(GIVEN TEXT):
========================
The goal is to compute the sensitivity of the solution and it's the simpler to
perform. Talking the derivative of the model with respect to the parameters:

$$
\begin{eqnarray}
\frac{\partial \dot{y}}{\partial p_{i}} =
\frac{\partial f}{\partial y}\frac{\partial y}{\partial p_{i}} +
\frac{\partial f}{\partial p_{i}} \\
\frac{\partial y(t_{0})}{\partial p_{i}} =
\frac{\partial y_{0}(p))}{\partial p_{i}}
\end{eqnarray}
$$

By defining $s{i}\equiv\frac{\partial y}{\partial p_{i}}$, we have

$$
\begin{eqnarray}
\dot{s_{i}} =
\frac{\partial f}{\partial y}s_{i} +
\frac{\partial f}{\partial p_{i}} \\
s_{i}(t_{0}) = \frac{\partial y_{0}(p))}{\partial p_{i}}
\end{eqnarray}
$$

Then the original ODE problem gets extended to a larger problem to include
differential equations for the sensitivity. The number of equations grows from
$N$ to $N N_{q}$, where $q<p$ is the number of parameters with respect
to which we want to calculate the sensitivity.
========================
Outline records
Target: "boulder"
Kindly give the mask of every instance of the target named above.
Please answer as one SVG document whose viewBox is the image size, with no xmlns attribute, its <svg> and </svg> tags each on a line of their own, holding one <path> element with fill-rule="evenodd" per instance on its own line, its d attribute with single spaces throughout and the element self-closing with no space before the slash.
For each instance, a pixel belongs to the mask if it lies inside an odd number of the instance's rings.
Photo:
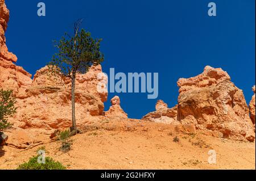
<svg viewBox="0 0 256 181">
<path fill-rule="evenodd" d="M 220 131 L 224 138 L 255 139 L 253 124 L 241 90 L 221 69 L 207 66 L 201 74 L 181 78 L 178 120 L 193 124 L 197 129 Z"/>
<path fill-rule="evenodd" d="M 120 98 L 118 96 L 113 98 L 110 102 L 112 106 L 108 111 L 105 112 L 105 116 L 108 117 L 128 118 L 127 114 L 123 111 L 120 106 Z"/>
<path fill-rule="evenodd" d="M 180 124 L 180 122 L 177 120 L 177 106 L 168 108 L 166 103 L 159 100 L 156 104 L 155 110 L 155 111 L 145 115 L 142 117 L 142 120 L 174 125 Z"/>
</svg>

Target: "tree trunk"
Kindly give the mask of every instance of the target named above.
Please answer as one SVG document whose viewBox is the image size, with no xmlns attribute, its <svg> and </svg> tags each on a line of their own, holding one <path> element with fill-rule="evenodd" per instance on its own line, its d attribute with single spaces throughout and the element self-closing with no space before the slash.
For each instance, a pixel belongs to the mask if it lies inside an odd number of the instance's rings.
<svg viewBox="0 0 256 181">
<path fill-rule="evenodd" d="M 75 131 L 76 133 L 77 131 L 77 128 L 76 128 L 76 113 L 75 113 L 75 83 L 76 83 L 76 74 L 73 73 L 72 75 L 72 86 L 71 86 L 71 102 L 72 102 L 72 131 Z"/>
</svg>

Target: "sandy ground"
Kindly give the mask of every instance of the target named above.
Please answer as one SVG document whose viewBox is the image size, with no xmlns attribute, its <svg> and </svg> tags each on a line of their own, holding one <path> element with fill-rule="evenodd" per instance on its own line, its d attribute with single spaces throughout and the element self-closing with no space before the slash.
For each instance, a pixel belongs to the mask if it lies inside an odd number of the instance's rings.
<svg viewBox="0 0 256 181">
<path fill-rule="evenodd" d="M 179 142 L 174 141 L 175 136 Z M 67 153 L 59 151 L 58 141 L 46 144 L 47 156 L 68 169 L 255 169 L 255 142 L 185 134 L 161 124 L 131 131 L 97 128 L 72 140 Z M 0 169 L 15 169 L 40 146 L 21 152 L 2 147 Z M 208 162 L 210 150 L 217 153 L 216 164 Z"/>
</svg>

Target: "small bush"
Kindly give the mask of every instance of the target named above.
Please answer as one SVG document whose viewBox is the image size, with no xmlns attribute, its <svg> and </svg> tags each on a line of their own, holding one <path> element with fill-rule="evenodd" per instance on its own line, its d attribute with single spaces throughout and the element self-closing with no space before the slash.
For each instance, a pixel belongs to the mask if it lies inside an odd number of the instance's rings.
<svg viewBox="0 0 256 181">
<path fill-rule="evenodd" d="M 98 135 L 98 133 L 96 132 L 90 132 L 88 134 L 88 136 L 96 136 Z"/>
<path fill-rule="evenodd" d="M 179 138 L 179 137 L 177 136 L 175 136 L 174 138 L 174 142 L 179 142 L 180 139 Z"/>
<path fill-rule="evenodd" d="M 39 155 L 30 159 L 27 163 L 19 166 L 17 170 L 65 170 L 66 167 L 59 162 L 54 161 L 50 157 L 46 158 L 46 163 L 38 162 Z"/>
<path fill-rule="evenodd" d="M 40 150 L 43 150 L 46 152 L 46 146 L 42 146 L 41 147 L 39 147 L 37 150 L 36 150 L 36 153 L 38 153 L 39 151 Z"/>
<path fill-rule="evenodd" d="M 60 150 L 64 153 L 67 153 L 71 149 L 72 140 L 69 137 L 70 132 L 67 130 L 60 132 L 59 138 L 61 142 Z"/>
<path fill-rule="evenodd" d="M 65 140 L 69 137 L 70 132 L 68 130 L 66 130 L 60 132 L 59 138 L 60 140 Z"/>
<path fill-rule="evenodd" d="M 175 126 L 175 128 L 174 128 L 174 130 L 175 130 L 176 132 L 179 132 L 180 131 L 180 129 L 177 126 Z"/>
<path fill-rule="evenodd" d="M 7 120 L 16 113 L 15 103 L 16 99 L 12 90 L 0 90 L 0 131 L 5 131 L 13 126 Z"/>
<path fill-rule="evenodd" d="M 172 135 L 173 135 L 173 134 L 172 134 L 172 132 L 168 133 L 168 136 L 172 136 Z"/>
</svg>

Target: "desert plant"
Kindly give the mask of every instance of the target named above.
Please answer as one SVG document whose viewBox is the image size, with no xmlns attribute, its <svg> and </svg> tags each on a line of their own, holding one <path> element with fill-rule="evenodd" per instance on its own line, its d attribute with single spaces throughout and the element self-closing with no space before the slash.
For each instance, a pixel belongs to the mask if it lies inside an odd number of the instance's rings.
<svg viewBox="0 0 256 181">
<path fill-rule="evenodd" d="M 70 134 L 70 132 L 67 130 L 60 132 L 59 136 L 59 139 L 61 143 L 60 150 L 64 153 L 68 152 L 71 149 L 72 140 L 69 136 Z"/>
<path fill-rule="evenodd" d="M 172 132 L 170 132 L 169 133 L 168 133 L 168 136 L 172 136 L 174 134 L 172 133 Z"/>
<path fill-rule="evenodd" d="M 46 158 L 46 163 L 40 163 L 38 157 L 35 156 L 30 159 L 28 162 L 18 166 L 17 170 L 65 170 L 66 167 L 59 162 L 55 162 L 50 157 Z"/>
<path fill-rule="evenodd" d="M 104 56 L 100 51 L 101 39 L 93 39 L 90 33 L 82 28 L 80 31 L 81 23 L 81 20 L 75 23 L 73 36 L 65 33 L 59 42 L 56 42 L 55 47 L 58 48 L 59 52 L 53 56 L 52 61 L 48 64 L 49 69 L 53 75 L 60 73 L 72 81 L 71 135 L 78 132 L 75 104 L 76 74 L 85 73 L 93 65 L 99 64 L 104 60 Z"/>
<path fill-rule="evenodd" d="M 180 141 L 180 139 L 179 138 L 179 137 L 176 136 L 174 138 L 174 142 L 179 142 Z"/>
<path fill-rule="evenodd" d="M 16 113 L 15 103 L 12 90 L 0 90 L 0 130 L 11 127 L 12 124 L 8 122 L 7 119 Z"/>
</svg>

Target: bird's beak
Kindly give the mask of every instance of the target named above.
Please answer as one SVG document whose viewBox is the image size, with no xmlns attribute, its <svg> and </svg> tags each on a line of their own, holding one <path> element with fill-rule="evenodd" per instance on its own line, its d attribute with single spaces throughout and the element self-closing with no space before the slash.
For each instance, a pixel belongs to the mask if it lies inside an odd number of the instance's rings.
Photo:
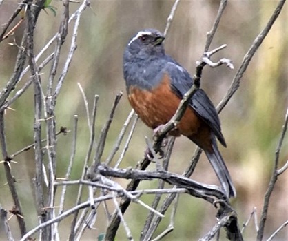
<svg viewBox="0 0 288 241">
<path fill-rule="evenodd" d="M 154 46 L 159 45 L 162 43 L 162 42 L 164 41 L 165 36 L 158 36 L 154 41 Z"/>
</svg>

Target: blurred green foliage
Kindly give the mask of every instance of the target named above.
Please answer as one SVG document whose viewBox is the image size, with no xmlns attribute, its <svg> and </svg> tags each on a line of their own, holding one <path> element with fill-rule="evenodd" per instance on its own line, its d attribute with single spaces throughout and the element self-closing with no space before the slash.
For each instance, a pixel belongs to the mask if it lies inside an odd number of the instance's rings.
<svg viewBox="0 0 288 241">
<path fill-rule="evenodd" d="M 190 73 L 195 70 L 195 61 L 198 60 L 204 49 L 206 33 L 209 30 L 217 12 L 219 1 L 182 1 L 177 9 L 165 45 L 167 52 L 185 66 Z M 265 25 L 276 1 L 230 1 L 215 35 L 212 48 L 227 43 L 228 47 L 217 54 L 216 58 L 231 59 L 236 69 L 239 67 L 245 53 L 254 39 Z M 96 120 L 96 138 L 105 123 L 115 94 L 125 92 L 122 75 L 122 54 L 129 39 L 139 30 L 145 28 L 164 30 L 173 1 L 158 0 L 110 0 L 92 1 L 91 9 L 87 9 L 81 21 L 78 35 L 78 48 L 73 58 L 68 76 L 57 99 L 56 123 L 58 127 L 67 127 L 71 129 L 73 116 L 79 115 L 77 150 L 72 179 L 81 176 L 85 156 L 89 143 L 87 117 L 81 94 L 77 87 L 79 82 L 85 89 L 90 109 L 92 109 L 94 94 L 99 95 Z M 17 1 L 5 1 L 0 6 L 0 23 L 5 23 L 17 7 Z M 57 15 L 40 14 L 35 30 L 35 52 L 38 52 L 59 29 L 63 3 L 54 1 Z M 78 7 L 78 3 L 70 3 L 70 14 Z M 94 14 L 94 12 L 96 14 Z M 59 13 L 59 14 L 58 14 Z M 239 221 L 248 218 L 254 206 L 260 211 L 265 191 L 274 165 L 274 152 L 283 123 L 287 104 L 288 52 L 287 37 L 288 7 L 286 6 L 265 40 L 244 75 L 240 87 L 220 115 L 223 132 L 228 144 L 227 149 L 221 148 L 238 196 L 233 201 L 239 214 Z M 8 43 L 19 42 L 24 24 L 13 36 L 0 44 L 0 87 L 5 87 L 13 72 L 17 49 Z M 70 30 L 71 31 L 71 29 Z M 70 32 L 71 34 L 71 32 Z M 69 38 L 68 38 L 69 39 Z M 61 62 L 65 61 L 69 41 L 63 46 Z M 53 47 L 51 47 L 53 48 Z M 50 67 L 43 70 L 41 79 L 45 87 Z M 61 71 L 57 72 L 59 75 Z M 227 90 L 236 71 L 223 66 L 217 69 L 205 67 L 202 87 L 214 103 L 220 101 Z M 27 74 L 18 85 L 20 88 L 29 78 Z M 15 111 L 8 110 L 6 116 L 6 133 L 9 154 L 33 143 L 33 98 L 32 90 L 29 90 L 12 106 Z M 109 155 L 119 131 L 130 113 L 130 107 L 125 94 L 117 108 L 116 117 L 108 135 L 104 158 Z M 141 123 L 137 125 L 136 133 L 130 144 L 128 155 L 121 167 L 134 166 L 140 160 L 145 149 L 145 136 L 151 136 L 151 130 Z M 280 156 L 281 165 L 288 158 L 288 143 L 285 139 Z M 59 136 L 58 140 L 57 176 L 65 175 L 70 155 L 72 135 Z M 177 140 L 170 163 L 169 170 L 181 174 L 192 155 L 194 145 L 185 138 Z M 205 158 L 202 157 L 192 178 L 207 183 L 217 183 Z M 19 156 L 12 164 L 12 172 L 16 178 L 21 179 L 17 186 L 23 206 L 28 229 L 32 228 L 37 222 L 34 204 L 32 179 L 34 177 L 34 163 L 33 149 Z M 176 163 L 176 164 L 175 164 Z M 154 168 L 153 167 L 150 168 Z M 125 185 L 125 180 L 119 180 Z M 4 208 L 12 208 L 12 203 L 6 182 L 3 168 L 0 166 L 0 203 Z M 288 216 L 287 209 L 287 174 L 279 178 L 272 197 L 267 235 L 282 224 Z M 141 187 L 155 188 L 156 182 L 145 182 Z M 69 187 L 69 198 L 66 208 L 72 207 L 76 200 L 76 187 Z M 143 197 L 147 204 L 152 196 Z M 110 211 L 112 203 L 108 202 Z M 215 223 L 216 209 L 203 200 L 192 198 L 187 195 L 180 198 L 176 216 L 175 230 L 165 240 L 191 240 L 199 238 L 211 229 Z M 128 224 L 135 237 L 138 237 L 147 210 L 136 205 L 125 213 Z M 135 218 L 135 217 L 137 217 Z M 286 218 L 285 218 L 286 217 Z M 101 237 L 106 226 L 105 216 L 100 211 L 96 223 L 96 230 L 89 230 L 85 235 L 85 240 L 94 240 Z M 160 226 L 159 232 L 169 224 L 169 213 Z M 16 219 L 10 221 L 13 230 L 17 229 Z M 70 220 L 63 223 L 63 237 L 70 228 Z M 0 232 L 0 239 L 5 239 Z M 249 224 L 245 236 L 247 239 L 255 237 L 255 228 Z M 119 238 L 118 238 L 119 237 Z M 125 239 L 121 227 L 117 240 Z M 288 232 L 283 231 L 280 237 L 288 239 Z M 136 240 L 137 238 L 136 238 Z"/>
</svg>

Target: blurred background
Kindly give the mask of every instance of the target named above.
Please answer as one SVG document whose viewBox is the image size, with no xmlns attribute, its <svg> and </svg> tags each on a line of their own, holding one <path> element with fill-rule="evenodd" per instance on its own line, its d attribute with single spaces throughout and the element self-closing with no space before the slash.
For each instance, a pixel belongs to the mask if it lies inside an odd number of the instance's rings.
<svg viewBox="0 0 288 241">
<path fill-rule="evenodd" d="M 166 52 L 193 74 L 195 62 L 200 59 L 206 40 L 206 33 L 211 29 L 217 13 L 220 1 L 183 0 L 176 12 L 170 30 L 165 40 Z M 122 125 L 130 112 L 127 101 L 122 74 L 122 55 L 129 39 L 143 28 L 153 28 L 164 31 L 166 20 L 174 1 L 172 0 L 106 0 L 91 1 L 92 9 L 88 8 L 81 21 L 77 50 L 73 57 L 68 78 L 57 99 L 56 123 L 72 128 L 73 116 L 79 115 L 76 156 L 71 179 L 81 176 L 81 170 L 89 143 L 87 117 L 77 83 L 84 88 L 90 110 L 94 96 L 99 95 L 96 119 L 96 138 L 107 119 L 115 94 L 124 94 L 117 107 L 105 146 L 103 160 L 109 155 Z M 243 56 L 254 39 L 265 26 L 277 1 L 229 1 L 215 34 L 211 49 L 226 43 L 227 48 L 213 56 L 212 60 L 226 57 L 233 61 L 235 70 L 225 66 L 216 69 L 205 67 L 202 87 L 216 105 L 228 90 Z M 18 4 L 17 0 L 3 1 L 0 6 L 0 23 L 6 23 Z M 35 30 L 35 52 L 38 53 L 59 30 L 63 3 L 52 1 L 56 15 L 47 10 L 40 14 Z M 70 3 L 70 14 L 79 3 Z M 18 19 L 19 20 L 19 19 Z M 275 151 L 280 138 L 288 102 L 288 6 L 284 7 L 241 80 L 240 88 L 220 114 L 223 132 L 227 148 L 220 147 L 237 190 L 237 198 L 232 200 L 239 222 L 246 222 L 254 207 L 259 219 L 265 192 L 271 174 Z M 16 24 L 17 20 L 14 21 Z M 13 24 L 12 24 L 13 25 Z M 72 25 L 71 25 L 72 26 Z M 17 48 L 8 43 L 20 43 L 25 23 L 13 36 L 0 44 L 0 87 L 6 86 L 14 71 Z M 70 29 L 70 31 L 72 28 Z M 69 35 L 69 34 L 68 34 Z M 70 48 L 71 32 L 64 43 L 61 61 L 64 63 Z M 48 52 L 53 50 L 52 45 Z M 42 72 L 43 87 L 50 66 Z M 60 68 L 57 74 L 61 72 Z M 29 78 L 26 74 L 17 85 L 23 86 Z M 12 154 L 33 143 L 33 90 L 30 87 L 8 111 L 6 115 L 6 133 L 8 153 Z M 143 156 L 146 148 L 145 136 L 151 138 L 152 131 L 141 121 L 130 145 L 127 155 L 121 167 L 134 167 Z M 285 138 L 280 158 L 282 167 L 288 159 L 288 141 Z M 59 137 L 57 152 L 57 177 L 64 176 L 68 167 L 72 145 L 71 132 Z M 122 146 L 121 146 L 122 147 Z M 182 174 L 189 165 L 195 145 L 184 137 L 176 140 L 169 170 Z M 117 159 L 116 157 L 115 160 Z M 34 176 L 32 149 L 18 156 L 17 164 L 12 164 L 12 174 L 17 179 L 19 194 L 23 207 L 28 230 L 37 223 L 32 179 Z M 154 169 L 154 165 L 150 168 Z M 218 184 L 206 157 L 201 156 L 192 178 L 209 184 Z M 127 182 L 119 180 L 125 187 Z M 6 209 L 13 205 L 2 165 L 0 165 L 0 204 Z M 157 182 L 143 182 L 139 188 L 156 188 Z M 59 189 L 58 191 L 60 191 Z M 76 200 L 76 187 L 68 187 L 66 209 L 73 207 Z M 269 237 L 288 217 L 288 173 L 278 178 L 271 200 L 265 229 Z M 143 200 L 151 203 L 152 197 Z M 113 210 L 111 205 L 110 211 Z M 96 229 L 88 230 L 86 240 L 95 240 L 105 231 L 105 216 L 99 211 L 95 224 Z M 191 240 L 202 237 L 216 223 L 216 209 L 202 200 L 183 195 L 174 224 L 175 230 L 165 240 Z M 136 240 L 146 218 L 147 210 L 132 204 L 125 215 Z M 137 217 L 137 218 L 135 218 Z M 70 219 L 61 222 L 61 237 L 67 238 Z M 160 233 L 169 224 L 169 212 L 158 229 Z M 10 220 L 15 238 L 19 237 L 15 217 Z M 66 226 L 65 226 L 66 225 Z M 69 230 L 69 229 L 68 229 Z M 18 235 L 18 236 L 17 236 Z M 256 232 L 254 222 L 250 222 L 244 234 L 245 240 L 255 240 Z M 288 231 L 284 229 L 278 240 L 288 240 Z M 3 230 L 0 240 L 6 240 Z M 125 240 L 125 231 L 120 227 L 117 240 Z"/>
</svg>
========================
(GOALS):
#1 Echo the part of the passage on solution sensitivity between "Then the original" and "calculate the sensitivity.", inclusive.
#2 Using the passage on solution sensitivity, decide whether each statement agrees with it, answering yes or no and quoting the deciding words: (a) computing the sensitivity of the solution is described as the simpler thing to perform; (b) the original ODE problem is reduced to a smaller problem; (c) the derivative of the model is taken with respect to the parameters.
#3 Restate more briefly the paragraph of the passage on solution sensitivity that begins "The goal is to compute", keeping its main facts.

(EXERCISE SOLUTIONS):
#1
Then the original ODE problem gets extended to a larger problem to include
differential equations for the sensitivity. The number of equations grows from
$N$ to $N N_{q}$, where $q<p$ is the number of parameters with respect
to which we want to calculate the sensitivity.

#2
(a) Yes: "The goal is to compute the sensitivity of the solution and it's the simpler to perform"
(b) No: "the original ODE problem gets extended to a larger problem to include differential equations for the sensitivity"
(c) Yes: "the derivative of the model with respect to the parameters"

#3 The aim is to compute the solution's sensitivity, which is the simpler option, by differentiating the model with respect to the parameters.